## [WHAT TO DO]
**a)** Print the passage of the text about Ludwig Schneider starting with "Ludwig Karl Eduard" and going on through "town of Zerbst.".
**b)** Translate this sentence from the text about Ludwig Schneider into German: "In 1870 he relocated to the town of Zerbst."

Ludwig Karl Eduard Schneider (26 June 1809 in Sudenburg - 9 February 1889 in Schönebeck) was a German politician and botanist, known for his studies of flora native to what is now called Saxony-Anhalt.

He studied law and natural sciences at the University of Berlin, where one of his teachers was botanist Carl Sigismund Kunth. In 1844 he was elected mayor of Schönebeck, and from 1860, worked as a city councilor in Berlin. From 1861 to 1866 he was a member of the Deutsche Fortschrittspartei (German Progress Party) to the Prussian House of Representatives. In this position he was a decided opponent of Otto von Bismarck's policy. In 1870 he relocated to the town of Zerbst.

In 1866, with Paul Friedrich August Ascherson and others, he founded a naturalist association known as the Aller-Vereins ("Aller Society"). In Zerbst he served as chairman of Naturwissenschaftlichen Vereins ("Society of Natural Sciences").

== Published works ==
- Wanderungen durch die Florengebiete Zerbst, Möckern, Burg, Burgstall, Calvörde, Wolmirstedt, Barby und Bernburg, in: Abh. des Naturwissenschaftlichen Vereins Magdeburg, H. 4, 1873, 1–12 - Excursions through the floral areas of Zerbst, Möckern, Burg, Burgstall, Calvörde, Wolmirstedt, Barby and Bernburg.
- Wanderungen im Magdeburger Florengebiete im Jahre 1873, H. 6, 1874, 1–18 - Excursions in the Magdeburg floral areas in 1873.
- Schul-Flora Tl. 1: Grundzüge der allgemeinen Botanik, 1874 - Basics of general botany.
- Schul-Flora Tl. 2: Beschreibung der Gefäßpflanzen des Florengebiets von Magdeburg, Bernburg und Zerbst, mit einer Übersicht der Boden- und Vegetationsverhältnisse, 1877 - Description of vascular plants of the floral areas of Magdeburg, Bernburg and Zerbst, with an overview of the soil and vegetation conditions.

## [DATA FOR REVIEW]
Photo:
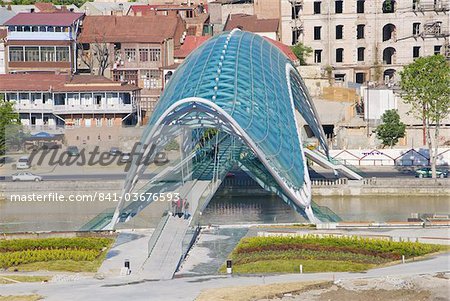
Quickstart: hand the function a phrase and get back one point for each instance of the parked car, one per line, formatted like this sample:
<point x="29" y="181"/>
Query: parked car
<point x="161" y="158"/>
<point x="115" y="151"/>
<point x="23" y="163"/>
<point x="26" y="176"/>
<point x="73" y="151"/>
<point x="125" y="157"/>
<point x="425" y="172"/>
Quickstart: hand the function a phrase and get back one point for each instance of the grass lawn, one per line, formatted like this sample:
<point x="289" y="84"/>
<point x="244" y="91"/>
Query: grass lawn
<point x="257" y="292"/>
<point x="8" y="279"/>
<point x="293" y="266"/>
<point x="65" y="254"/>
<point x="257" y="255"/>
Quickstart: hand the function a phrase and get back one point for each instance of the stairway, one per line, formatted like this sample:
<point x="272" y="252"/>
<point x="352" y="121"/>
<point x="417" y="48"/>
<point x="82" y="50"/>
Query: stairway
<point x="347" y="170"/>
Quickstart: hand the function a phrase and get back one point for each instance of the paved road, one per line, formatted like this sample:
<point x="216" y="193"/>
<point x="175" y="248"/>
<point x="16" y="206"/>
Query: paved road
<point x="131" y="288"/>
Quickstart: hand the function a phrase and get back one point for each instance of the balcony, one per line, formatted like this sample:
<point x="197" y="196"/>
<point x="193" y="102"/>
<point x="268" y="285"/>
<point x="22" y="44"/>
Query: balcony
<point x="27" y="107"/>
<point x="73" y="109"/>
<point x="91" y="108"/>
<point x="39" y="36"/>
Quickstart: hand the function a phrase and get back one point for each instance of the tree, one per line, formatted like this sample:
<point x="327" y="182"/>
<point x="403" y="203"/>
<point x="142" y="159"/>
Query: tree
<point x="9" y="120"/>
<point x="425" y="85"/>
<point x="94" y="55"/>
<point x="391" y="129"/>
<point x="301" y="52"/>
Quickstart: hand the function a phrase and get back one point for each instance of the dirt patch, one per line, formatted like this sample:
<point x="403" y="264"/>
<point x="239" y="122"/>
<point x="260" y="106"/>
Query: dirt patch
<point x="258" y="292"/>
<point x="375" y="295"/>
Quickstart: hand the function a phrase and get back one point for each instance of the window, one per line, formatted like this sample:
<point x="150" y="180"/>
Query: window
<point x="143" y="55"/>
<point x="155" y="54"/>
<point x="130" y="54"/>
<point x="47" y="54"/>
<point x="318" y="56"/>
<point x="296" y="31"/>
<point x="361" y="51"/>
<point x="339" y="31"/>
<point x="317" y="30"/>
<point x="437" y="49"/>
<point x="16" y="54"/>
<point x="338" y="6"/>
<point x="416" y="51"/>
<point x="339" y="55"/>
<point x="360" y="6"/>
<point x="32" y="54"/>
<point x="152" y="79"/>
<point x="62" y="54"/>
<point x="388" y="6"/>
<point x="360" y="77"/>
<point x="360" y="31"/>
<point x="317" y="7"/>
<point x="339" y="77"/>
<point x="296" y="11"/>
<point x="416" y="28"/>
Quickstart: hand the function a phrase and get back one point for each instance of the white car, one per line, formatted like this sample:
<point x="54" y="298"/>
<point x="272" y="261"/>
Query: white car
<point x="26" y="176"/>
<point x="23" y="163"/>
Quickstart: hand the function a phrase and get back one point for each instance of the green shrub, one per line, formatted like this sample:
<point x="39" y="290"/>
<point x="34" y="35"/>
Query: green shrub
<point x="77" y="243"/>
<point x="10" y="259"/>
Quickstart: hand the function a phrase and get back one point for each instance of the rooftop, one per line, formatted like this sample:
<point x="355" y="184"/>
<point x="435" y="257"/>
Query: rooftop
<point x="50" y="19"/>
<point x="144" y="29"/>
<point x="60" y="83"/>
<point x="251" y="23"/>
<point x="190" y="44"/>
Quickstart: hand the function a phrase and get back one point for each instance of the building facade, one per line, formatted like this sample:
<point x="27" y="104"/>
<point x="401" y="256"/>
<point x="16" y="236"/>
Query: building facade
<point x="366" y="41"/>
<point x="42" y="42"/>
<point x="136" y="49"/>
<point x="47" y="101"/>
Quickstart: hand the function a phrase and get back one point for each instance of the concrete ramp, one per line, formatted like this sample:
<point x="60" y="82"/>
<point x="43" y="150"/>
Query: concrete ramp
<point x="323" y="161"/>
<point x="166" y="243"/>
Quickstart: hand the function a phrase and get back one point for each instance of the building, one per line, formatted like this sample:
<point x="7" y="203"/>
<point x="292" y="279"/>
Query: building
<point x="371" y="40"/>
<point x="219" y="11"/>
<point x="196" y="17"/>
<point x="105" y="8"/>
<point x="42" y="42"/>
<point x="135" y="50"/>
<point x="3" y="33"/>
<point x="50" y="101"/>
<point x="263" y="27"/>
<point x="258" y="131"/>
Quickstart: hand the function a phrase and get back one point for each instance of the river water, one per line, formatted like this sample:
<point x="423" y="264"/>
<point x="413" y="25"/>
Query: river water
<point x="225" y="208"/>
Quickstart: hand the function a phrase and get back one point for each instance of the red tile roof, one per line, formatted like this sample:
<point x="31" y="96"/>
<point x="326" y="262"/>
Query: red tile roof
<point x="45" y="7"/>
<point x="251" y="23"/>
<point x="190" y="44"/>
<point x="50" y="19"/>
<point x="60" y="83"/>
<point x="133" y="29"/>
<point x="147" y="9"/>
<point x="284" y="48"/>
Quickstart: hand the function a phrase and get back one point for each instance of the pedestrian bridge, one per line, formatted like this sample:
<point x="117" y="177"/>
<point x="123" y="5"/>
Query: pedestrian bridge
<point x="233" y="103"/>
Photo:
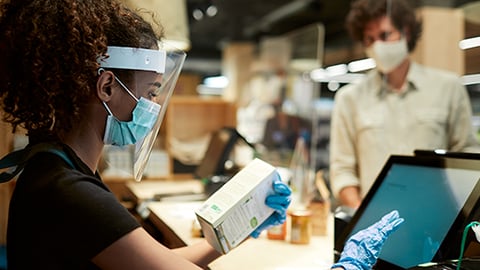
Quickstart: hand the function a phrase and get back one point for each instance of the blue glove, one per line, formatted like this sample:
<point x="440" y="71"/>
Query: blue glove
<point x="361" y="249"/>
<point x="279" y="201"/>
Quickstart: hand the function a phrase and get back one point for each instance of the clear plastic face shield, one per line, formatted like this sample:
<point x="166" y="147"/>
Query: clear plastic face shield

## [ANSWERS BY TASK]
**a)**
Ludwig Karl Eduard Schneider (26 June 1809 in Sudenburg - 9 February 1889 in Schönebeck) was a German politician and botanist, known for his studies of flora native to what is now called Saxony-Anhalt.

He studied law and natural sciences at the University of Berlin, where one of his teachers was botanist Carl Sigismund Kunth. In 1844 he was elected mayor of Schönebeck, and from 1860, worked as a city councilor in Berlin. From 1861 to 1866 he was a member of the Deutsche Fortschrittspartei (German Progress Party) to the Prussian House of Representatives. In this position he was a decided opponent of Otto von Bismarck's policy. In 1870 he relocated to the town of Zerbst.

**b)** Im Jahr 1870 zog er in die Stadt Zerbst um.